(Extracted records)
----------
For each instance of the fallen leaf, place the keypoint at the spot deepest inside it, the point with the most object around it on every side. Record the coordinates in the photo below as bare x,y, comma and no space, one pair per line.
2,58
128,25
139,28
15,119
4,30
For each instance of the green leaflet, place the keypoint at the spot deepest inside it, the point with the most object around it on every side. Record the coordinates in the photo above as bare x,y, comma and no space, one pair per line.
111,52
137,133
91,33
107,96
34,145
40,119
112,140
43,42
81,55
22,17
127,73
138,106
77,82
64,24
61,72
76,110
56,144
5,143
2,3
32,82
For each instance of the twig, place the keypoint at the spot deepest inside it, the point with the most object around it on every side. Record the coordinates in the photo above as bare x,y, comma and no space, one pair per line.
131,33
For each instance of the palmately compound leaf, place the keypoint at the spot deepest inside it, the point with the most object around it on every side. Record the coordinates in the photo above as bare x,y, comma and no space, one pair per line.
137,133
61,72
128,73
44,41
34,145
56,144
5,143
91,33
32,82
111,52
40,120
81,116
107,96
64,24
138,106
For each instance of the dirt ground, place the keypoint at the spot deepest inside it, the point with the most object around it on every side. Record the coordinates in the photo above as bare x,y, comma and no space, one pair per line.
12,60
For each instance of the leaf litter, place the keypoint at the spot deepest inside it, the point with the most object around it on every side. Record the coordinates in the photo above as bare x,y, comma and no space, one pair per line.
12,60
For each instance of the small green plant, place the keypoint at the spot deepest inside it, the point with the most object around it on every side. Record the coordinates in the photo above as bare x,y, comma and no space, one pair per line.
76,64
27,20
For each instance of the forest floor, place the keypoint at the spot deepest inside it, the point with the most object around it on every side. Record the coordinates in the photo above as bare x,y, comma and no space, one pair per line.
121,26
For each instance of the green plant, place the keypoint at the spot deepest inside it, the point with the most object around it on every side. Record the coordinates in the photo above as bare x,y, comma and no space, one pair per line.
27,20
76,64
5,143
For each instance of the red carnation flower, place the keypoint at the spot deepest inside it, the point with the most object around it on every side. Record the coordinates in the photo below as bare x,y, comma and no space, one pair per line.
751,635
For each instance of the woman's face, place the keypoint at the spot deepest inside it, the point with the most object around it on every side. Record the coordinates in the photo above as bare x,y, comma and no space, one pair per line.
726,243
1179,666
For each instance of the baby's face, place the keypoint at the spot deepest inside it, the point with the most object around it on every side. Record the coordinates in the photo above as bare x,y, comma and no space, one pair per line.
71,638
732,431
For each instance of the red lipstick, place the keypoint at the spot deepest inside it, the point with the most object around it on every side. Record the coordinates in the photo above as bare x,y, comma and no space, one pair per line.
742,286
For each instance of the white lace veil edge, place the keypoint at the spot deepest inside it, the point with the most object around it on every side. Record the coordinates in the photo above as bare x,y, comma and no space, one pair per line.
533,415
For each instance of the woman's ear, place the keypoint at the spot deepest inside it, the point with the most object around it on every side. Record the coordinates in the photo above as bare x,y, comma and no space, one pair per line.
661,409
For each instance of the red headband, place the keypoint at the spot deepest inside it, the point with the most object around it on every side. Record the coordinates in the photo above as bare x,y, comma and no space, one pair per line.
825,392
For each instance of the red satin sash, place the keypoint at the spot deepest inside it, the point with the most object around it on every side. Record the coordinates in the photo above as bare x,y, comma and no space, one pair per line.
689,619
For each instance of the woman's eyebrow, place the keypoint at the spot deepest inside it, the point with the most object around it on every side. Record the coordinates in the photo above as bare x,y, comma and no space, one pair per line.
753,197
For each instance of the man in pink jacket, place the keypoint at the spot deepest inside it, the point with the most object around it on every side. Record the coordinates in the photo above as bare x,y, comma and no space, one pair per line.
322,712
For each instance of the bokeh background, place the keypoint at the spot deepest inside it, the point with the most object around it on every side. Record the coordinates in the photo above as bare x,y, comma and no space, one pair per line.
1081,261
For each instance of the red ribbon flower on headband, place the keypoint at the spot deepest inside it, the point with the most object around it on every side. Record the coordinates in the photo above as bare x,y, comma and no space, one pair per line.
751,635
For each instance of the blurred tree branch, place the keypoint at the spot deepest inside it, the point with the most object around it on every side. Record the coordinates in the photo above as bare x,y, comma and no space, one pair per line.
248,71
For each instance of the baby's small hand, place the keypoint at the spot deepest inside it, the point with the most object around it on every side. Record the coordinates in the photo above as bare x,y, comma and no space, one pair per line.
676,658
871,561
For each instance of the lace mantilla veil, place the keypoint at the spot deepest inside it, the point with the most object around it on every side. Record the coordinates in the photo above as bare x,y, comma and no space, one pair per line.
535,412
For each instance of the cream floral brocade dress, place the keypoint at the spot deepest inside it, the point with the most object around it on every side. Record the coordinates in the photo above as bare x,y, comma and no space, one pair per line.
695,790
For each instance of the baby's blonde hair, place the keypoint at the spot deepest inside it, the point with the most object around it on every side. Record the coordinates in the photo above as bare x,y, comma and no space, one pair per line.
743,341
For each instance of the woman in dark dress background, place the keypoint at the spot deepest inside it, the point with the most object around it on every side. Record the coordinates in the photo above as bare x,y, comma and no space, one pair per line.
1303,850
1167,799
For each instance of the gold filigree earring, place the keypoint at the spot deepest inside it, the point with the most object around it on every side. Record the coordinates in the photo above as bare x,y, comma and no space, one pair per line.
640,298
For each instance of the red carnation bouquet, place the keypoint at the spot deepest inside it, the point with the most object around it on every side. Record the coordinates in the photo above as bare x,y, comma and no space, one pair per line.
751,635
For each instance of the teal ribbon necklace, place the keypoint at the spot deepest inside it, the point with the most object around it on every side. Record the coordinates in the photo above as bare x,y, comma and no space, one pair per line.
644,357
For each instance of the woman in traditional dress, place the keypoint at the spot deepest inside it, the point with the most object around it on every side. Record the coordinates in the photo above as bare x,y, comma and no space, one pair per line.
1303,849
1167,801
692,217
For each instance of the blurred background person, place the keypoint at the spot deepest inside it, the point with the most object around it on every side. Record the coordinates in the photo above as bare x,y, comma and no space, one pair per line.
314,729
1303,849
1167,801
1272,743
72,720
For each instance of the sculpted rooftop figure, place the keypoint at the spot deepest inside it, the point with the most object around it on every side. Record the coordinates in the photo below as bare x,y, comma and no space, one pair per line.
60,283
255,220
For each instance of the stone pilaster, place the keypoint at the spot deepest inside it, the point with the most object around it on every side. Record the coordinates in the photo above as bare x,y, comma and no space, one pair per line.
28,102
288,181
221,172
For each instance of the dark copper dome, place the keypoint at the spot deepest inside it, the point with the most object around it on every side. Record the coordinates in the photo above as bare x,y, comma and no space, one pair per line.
----------
The task — Each entry needs to be copied out exactly as written.

Result —
For each instance of the fallen leaf, place the keypoint at the spot deepest inside it, the point with the most object around it on every side. Record the coordinates in the photo below as bare x,y, comma and no space, one pair per line.
2,58
128,25
139,28
15,119
4,30
For each instance of the green leaflet, place the keypoint at the spot deepest inside it, the point with the most object around it on every side. Record the coordinates in the photo above as bare x,y, comma and no space, one pair per line.
111,52
137,133
91,33
107,96
34,145
40,119
112,140
43,42
81,55
22,17
127,73
138,106
77,82
64,24
61,72
76,110
56,144
5,143
2,3
32,82
For each instance of the twig, place the keypoint at the spot deepest inside it, the point with the most object around it on every side. Record the coordinates in the photo above as bare x,y, comma and no space, one pair per line.
131,33
For each instance of the palmately compound leaf, place the keypoint at the spot deepest inside it, the point with the most object around it on every side. Record the coordinates in the photo above as bare x,y, comma and no space, one pair per line.
137,133
61,72
128,73
44,41
34,145
56,144
5,143
91,33
32,82
111,52
40,120
81,116
107,96
64,24
138,106
For each instance of the dirt ground, place the keypoint at the spot deepest inside it, the point with the most object around it on every side. Record the coordinates in the photo above as bare x,y, comma and no space, one pair per line.
12,60
For each instance of the leaf litter, place the keypoint at the spot deepest inside it, the point with the most object around it on every side. Record the coordinates in the photo above as bare x,y, comma and no space, one pair per line.
12,60
For each instance of the small green plant, place the keypoint at the spot deepest inside it, the point with the most object around it on every side. Record the coordinates in the photo above as bare x,y, comma and no space, one pair per line.
76,64
27,20
For each instance of the forest floor, place the keypoint at the spot deepest inside it, the point with the most object around it on every side. Record the coordinates in the photo above as bare x,y, comma and no space, one pair per line.
121,26
For each instance of the green plant, place the keypoint at the spot deepest inside it, the point with the most object around it on every side. Record the coordinates in the photo above as bare x,y, comma and no space, one pair per line.
27,20
76,64
5,143
For each instance of the red carnation flower, place the keypoint at the spot deepest inside it, the point with the most object around it on every side. Record the coordinates in the photo below as bare x,y, comma and no space, one pair per line.
751,635
For each instance of the woman's face, place the keypoint at the spot deepest inside it, the point with the most object around it on every side. Record the coordinates in the photo above as bare x,y, comma and no space, one pair per line.
726,243
1179,666
For each instance of the baby's face, place the keypoint at the spot deepest inside it, the point with the most object around it on every side. Record the coordinates in the photo above as bare x,y, comma and no space, one pair per line.
71,638
732,431
For each instance of the red lipstick, place the keypoint at the spot deepest inside it, the point with the most object around it on every side. Record the coordinates in the photo above as bare x,y, comma and no space, one pair per line.
742,286
For each instance of the white lace veil edge, place the keypoint at the spot deepest inside it, the point with the most object around it on every side. Record the coordinates in the photo above as bare x,y, comma and no space, one pair per line.
533,415
For each instance of the woman's ear, place the keypoint at the spot deepest inside it, the point with the most object around it on every side. Record the coordinates in the photo above as bare x,y, comma and no space, one pair per line.
661,409
For each instance of the red headband, place the keypoint at the spot deepest inside it, the point with the most object around it on every side. Record the coordinates in the photo above as bare x,y, comma and no space, one pair per line.
825,392
For each instance of the red satin sash, place the keypoint at the spot deepest inside it, the point with the most object around it on every side. Record the coordinates in the photo above as bare x,y, comma and no space, one pair per line.
689,619
For each instance of the woman's eyebrow, place the keypoint at the spot deepest inside it, the point with the most object around it on every side. Record the coordinates in the photo above as bare x,y, comma and no space, one pair per line.
753,197
For each instance of the man in pink jacket, place the keypoint at the spot deepest inside it, the point with the most object around it on every side. Record the coordinates in the photo above as bare x,y, comma and no space, one pair per line.
322,712
For each instance of the bokeh background, place the keypoint at the spot deepest inside it, the point with the most object around it on every side. Record the coordinates in the photo above as bare x,y, comma and no space, one pair per line.
1081,261
For each instance of the red ribbon flower on headband, place the keypoint at the spot deepest inside it, the point with the most object around it on every side. Record the coordinates in the photo above as bare x,y, comma and no space, one pair per line.
751,635
For each instance of the blurred tree branch, place the keypoint at the spot deepest inside it, the point with the most object around it on every side. Record the coordinates in the photo above as bare x,y, comma and no space, one pair per line.
248,71
For each instance of the baby's small hand, place the keypoint at the spot deepest inside it, the point with the most object around it on every side. Record the coordinates in the photo above as bare x,y, comma and no space, one pair per line.
676,658
871,561
For each instance of the lace mantilla veil, place the keypoint at the spot deepest inside it, the point with the most object around it on every side. Record the coordinates in the photo above as bare x,y, comma and no space, one pair per line.
535,412
For each instance of the cream floral brocade dress, place the keypoint at the spot deepest inside it, the point with the most object around it on every side. Record the coordinates in the photo above as bare x,y, comma and no space, one pair per line.
695,790
For each instance of the baby's blonde hair, place the keypoint at the spot deepest inside it, the point with the most object around it on every side. Record the coordinates in the photo above as bare x,y, comma and no space, one pair per line.
743,341
For each instance of the woman in dark dress background, place the keypoint at the spot deepest inside it, the point with the most object around it on every side. Record the coordinates in the photo above as bare x,y, comma and no space, one pair per line.
1303,850
1167,799
For each instance of the gold filigree earring, place the keypoint at the spot deepest inside it, the point with the most object around it on every side. Record the coordinates in the photo above as bare x,y, comma and no space, one pair per line.
640,298
For each instance of the red carnation bouquet, place the keypoint at the spot deepest inside it, the point with the most object around it on every side. Record the coordinates in the photo above as bare x,y, comma and no space, one pair per line.
751,635
For each instance of the teal ribbon necklace, place the keypoint at the spot deepest inside it, the point with the most object around it on every side. Record the coordinates in the photo above as bare x,y, comma and no space, one pair per line.
644,357
For each instance of the woman in traditional dress, place the keypoint at the spot deepest inside it, the point with the most object around it on every side. Record the coordinates in the photo above as bare x,y, comma and no space, one pair per line.
1303,849
1167,801
692,217
For each instance of the blurred background person, place the keypoint at the spot deepest inside it, the point with the most object around it on every side. Record the coordinates in the photo above as bare x,y, comma and no space, one pair per line.
314,729
1303,849
1167,801
1272,743
72,720
For each instance of the sculpted rooftop figure, place the keypoint at the spot deepest inside it, the point with the most object around it on every side. Record the coordinates in the photo below as bare x,y, comma and no space, one pair per line.
60,283
255,220
For each instance of the stone pilaster, place the keypoint at the spot deepest inside it, the point with the most object around it on every side. Record the coordinates in the photo above as bare x,y, comma and no space, one pair per line.
28,102
288,181
221,172
For each instance of the dark copper dome, place the keypoint at the spot deepest inside it, the point with the most object around it on every side. Record the coordinates in the photo above as bare x,y, comma and no space, one pair per line.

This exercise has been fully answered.